The Magnificent Seven, L-R: Doug Hammonds, John Page, Carter Hackney, John Burrows. T-B: Meade Brown, Tony Stallard and Larry Orr. Lexington, Kentucky.
An Interview With Tony Stallard

60sgaragebands.com How did you first get interested in music?

Tony Stallard (TS): Radio was the most influential thing on me, my window to whatever signal I could find out there. A 50,000 watt radio station at night was a wonder. My parents had me in piano lessons when I was seven and I followed that with about five years of study. I also was influenced by music of hymns in church and popular music beginning around 1950. The fifties was a time ripe with new opportunities for us kids coming of age in an age of change. I believe rockabilly was a most important bridge…and we crossed it.

60s: Was The Temptashuns your first band?
TS: Yes. We were together about twelve years, from the summer of 1959 through 1972.  I formed the band.

The original group was Tony Stallard, lead guitar/vocals; Shelby Lorrison, rhythm guitar;
Wendell Sams, organ/vocals; Doug Hammonds, tenor sax; Larry Kelley, drums; and Earl Morgan, bass.

The second lineup was 
Tony Stallard, Hammond organ/vocals; Shelby Lorrison, guitar; Doug
Hammonds, tenor sax; Larry Kelley, drums; John Page, bass; and Larry Orr, lead vocals; The Tempettes, Susan Farmer (deceased), Pam Nallinger, Bettye Jo Betz and Mickey Levy, were with the band for a time. Mickey Levy remained with The Temptashuns doing lead and backing vocals.

Three high school friends--Mike Marsh, John Bell (deceased) and Charles
Holdaway taped ‘live’ recordings of The Temptashuns beginning in 1961 as well as ‘tinkered’ with the sound system with slap-back type echo and other recorded ‘sounds’ introduced into the mix.

Another friend of theirs, John Chaplin (deceased) supported the band through the years as 'Herb Oscar Kent,' a popular radio deejay personality and producer.  The support of local radio, TV, and its personalities was instrumental in our early growth and professional development.

The1963 lineup was 
Tony Stallard, Hammond organ/vocals; Doug Hammonds, tenor sax; John
Page, bass; Larry Kelley, drums; John Burrows, trumpet/flugelhorn; Larry Orr, lead vocals; Carter Hackney lead guitar; and Mickey Levy, lead and background vocals. (Mickey left the band fall semester 1964).

The 1965 lineup was
 Tony Stallard, Hammond organ/vocals; Doug Hammonds, tenor/baritone
sax; John Page, bass; John Burrows, trumpet/flugelhorn; Larry Orr, lead vocals; Carter Hackney lead guitar; and Meade Brown, drums.

The n
ame of the band changed from The Temptashuns to The Magnificent Seven in February
1965. We were most commonly referred to as The Mag 7 in Lexington. The Magnificent Seven was Tony Stallard, Hammond organ/vocals; Doug Hammonds, tenor/baritone sax; John Page, bass; John Burrows, trumpet/flugelhorn; Larry Orr, lead vocals; Carter Hackney lead guitar; and Meade Brown, drums.

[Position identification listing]
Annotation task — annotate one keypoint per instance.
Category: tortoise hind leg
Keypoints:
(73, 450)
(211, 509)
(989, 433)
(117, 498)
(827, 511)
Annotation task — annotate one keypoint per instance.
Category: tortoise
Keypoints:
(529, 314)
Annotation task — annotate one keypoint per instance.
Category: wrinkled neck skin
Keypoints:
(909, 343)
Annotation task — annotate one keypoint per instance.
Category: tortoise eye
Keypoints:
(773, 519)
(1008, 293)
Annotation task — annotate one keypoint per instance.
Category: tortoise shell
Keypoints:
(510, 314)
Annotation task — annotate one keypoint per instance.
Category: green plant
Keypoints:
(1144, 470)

--

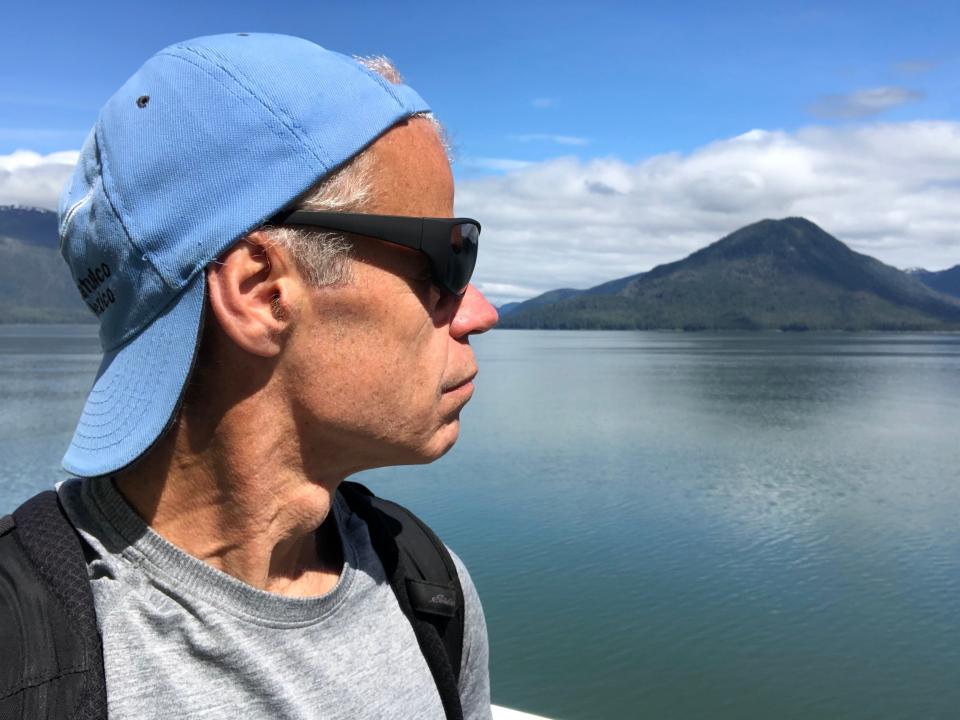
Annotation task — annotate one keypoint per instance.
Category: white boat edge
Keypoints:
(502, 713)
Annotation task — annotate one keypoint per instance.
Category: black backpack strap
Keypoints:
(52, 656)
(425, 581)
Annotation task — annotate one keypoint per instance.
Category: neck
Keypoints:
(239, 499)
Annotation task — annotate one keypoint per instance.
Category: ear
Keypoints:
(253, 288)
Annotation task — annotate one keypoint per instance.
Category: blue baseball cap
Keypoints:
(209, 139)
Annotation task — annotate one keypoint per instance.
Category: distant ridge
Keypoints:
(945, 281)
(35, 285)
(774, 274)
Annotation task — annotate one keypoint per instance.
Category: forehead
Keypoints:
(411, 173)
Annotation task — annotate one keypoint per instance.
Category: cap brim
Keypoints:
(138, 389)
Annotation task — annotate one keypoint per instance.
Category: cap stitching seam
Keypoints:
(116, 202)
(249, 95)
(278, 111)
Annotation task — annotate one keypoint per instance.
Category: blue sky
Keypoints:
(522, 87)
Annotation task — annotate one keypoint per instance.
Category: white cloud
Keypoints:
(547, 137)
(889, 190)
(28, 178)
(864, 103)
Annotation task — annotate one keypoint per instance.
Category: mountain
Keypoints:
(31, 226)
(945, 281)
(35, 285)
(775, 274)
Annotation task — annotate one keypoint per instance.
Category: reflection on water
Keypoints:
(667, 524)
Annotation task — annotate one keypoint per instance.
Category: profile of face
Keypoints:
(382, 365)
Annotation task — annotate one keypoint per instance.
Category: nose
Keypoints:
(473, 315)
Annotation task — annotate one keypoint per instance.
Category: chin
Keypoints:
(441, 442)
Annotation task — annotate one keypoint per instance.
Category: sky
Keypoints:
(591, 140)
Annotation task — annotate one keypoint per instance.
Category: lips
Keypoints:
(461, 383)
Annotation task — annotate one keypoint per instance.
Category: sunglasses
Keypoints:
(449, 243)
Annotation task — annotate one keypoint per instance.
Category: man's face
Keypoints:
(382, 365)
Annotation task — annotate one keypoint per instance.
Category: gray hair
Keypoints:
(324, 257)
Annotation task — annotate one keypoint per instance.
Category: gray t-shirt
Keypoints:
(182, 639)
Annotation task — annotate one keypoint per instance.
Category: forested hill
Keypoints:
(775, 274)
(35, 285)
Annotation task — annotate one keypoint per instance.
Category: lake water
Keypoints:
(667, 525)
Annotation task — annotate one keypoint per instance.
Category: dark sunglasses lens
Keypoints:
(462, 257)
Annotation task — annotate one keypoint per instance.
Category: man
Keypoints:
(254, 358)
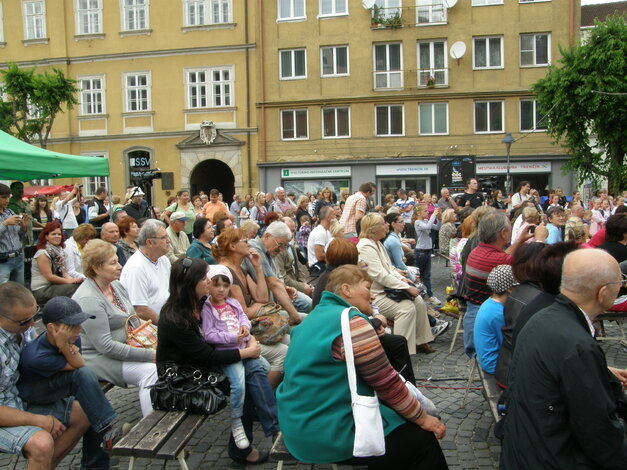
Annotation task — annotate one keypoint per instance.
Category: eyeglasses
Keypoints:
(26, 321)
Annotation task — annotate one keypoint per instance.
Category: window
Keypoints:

--

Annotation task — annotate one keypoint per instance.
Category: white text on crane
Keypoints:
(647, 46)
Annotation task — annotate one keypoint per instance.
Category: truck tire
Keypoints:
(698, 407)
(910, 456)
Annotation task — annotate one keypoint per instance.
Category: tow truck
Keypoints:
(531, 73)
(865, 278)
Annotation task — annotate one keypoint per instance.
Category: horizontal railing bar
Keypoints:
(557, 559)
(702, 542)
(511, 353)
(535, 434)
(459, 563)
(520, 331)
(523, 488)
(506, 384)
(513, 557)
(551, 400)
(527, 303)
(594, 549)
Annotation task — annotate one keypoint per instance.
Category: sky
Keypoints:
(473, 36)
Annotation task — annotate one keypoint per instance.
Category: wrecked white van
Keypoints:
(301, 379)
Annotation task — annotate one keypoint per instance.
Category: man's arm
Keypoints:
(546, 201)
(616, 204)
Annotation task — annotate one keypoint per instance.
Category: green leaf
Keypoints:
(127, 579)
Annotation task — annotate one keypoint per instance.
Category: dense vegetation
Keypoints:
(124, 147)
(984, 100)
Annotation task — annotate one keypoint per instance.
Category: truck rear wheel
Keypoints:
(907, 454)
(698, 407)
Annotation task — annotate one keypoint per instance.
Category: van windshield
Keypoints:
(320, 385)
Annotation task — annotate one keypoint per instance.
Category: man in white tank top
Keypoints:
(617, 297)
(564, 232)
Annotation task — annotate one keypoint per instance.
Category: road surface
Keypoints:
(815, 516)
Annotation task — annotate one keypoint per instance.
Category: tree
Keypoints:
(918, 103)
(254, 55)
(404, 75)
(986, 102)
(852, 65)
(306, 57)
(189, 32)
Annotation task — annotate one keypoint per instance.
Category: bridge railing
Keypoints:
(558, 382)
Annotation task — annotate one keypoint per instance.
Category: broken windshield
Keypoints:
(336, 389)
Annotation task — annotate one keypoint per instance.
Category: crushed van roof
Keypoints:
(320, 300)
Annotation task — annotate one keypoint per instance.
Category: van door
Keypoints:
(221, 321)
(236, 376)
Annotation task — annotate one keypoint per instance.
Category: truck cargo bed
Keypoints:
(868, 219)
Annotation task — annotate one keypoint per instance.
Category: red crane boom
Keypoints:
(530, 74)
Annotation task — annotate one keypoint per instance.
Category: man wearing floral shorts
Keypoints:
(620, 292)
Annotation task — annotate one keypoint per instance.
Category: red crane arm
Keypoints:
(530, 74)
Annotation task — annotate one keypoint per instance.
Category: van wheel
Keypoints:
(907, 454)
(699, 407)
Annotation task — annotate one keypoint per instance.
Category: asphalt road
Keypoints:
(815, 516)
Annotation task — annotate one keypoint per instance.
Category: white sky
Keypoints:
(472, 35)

= Goal =
Copy the Tony Stallard interview word for word, beginning with "The Magnificent Seven, L-R: Doug" and ending after "we crossed it.". This listing has no connection to the Tony Stallard interview.

= Answer to this problem =
The Magnificent Seven, L-R: Doug Hammonds, John Page, Carter Hackney, John Burrows. T-B: Meade Brown, Tony Stallard and Larry Orr. Lexington, Kentucky.
An Interview With Tony Stallard

60sgaragebands.com How did you first get interested in music?

Tony Stallard (TS): Radio was the most influential thing on me, my window to whatever signal I could find out there. A 50,000 watt radio station at night was a wonder. My parents had me in piano lessons when I was seven and I followed that with about five years of study. I also was influenced by music of hymns in church and popular music beginning around 1950. The fifties was a time ripe with new opportunities for us kids coming of age in an age of change. I believe rockabilly was a most important bridge…and we crossed it.